» **KORTE OEFENING**
Tel in hoeveel regels van de vermeldingen hieronder het woord "cuff" voorkomt. Geef alleen dat aantal.

» **BESCHIKBARE VERMELDINGEN**
|---|
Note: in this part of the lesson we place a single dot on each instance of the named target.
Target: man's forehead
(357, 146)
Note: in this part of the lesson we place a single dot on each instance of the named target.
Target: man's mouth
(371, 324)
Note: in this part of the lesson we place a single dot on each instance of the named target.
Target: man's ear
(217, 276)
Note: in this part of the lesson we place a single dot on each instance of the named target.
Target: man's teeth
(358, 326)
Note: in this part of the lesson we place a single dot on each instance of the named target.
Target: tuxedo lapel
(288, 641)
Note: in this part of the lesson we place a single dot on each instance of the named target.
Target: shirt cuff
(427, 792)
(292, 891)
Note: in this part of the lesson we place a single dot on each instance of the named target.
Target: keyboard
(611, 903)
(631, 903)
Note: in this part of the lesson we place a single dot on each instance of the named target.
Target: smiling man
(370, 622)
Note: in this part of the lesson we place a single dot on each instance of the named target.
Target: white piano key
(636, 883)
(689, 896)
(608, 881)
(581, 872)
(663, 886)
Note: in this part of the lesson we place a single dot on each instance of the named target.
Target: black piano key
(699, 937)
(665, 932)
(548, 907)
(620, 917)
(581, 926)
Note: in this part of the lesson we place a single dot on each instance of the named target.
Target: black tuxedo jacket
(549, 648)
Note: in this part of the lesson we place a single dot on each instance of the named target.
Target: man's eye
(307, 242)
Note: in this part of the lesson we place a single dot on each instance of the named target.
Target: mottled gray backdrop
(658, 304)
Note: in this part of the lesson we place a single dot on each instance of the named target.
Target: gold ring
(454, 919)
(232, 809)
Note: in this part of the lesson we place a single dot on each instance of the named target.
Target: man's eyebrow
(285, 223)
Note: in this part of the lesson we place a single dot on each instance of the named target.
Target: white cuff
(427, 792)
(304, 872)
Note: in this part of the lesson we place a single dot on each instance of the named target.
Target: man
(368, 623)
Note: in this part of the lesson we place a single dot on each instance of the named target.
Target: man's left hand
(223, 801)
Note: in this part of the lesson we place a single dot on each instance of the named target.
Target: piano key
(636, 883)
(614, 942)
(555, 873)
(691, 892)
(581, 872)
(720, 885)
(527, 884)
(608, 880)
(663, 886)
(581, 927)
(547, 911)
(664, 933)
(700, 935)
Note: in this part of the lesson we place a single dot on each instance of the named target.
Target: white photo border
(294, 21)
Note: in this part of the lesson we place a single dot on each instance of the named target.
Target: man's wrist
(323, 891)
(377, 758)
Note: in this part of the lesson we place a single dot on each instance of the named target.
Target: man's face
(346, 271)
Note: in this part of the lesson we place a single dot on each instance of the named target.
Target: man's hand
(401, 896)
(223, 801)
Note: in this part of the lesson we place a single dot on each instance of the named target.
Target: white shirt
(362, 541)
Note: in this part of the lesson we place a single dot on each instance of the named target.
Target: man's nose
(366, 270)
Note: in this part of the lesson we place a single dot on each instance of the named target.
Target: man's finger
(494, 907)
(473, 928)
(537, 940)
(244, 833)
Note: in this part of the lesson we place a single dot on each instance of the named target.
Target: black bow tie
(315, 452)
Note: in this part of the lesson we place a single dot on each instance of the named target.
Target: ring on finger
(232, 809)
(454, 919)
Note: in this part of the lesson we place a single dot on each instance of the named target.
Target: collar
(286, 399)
|---|
» **JUISTE ANTWOORD**
2